— START Input for this task —

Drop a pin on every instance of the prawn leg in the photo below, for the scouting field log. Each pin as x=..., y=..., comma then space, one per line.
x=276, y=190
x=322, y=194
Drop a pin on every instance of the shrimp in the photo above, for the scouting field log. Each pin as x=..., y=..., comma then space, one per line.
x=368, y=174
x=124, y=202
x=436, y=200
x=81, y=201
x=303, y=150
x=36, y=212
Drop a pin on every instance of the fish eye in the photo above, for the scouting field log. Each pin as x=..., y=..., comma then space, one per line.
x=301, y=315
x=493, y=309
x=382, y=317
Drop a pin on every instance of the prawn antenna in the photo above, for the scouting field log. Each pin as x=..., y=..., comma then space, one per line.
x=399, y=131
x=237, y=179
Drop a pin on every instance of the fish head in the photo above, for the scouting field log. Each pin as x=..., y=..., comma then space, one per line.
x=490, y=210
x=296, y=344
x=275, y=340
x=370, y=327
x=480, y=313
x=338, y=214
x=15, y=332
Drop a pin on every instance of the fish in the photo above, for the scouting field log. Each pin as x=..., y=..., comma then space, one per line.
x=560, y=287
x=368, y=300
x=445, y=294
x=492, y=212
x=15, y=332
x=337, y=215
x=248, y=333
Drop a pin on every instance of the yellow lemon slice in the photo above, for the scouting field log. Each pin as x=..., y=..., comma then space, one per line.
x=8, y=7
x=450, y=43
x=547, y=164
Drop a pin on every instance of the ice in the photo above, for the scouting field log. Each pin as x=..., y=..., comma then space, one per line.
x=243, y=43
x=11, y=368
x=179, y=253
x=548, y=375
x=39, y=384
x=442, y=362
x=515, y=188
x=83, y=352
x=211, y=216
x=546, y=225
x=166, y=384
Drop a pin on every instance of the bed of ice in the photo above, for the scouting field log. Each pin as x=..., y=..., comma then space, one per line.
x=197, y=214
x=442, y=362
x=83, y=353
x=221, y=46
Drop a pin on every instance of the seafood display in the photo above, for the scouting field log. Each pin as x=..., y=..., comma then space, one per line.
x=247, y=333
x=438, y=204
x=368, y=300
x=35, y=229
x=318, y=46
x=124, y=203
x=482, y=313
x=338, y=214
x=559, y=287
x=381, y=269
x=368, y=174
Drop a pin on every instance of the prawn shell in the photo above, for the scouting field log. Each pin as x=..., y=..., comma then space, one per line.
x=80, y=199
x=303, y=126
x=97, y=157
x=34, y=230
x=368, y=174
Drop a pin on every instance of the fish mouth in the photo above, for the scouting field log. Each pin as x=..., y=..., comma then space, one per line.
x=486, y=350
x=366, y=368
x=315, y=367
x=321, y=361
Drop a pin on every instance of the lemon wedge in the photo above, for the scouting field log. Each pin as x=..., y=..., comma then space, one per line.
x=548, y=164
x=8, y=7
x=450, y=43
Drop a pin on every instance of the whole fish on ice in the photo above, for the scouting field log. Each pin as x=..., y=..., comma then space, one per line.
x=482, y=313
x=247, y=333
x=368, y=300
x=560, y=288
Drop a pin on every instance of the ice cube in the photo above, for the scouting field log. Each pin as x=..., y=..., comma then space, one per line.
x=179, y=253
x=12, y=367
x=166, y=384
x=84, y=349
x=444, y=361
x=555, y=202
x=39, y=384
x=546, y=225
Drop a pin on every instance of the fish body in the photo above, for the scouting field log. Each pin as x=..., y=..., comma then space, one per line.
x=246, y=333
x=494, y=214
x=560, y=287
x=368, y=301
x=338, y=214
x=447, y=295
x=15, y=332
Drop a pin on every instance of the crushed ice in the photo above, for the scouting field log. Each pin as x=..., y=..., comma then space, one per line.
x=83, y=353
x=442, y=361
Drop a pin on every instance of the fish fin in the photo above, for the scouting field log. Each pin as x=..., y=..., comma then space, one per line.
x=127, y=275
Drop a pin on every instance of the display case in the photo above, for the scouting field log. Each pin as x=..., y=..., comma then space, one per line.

— END Input for this task —

Direction –
Reproduce the records verbatim, from the first line through the line containing "x=322, y=194", with that line included.

Task answer –
Drop a pin on every instance of the prawn leg in the photo below, for the scouting field log. Each pin as x=..., y=..., comma then space, one per line.
x=276, y=190
x=322, y=194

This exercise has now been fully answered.